[begin Entries provided]

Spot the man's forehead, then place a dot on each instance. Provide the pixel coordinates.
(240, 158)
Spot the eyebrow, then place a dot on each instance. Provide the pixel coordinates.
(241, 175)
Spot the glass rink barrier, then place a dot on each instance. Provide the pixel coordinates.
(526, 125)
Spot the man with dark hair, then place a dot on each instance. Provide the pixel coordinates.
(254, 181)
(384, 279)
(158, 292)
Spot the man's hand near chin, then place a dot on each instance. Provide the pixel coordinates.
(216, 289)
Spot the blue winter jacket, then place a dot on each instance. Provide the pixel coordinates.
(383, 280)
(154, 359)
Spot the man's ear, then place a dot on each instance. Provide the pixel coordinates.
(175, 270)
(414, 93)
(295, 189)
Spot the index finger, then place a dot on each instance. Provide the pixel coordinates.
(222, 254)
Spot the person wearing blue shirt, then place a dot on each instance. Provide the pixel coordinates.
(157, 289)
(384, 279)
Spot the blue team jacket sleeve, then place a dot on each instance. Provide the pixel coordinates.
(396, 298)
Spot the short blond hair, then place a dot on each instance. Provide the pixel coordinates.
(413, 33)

[end Entries provided]

> [Task]: Transcribe every line above verbatim, keeping the original order, wording, and punctuation.

> [The reply]:
Spot the man's forehead, then place a dot on each instance. Provide the pixel coordinates.
(240, 158)
Spot the eyebrow, then place a dot on each instance. Provide the pixel coordinates.
(241, 175)
Spot the glass rink barrier, then place a dot on each instance. Provide the pixel coordinates.
(526, 125)
Spot the man with dark hair, then place a dot on each instance. Provide the pixel coordinates.
(254, 181)
(384, 279)
(158, 292)
Spot the man's hand near chin, then place a dot on each instance. Provide the pixel coordinates.
(216, 289)
Spot the blue winter jacket, then place a dot on each instance. Provide the pixel coordinates.
(383, 280)
(154, 359)
Spot the man's ear, then place a dot on each instance. Provide the pixel coordinates.
(175, 270)
(414, 93)
(295, 189)
Spot the index finger, then place a dot on each instance. Provide the pixel coordinates.
(222, 254)
Spot the person wearing blue shirt, then place a dot on each instance. Provide the pixel coordinates.
(157, 289)
(384, 279)
Spot the blue team jacket sleeve, then place a dot on each instance. Provide the pixel coordinates.
(396, 298)
Spot the short blond hair, then place a dot on each instance. Provide the pixel coordinates.
(413, 33)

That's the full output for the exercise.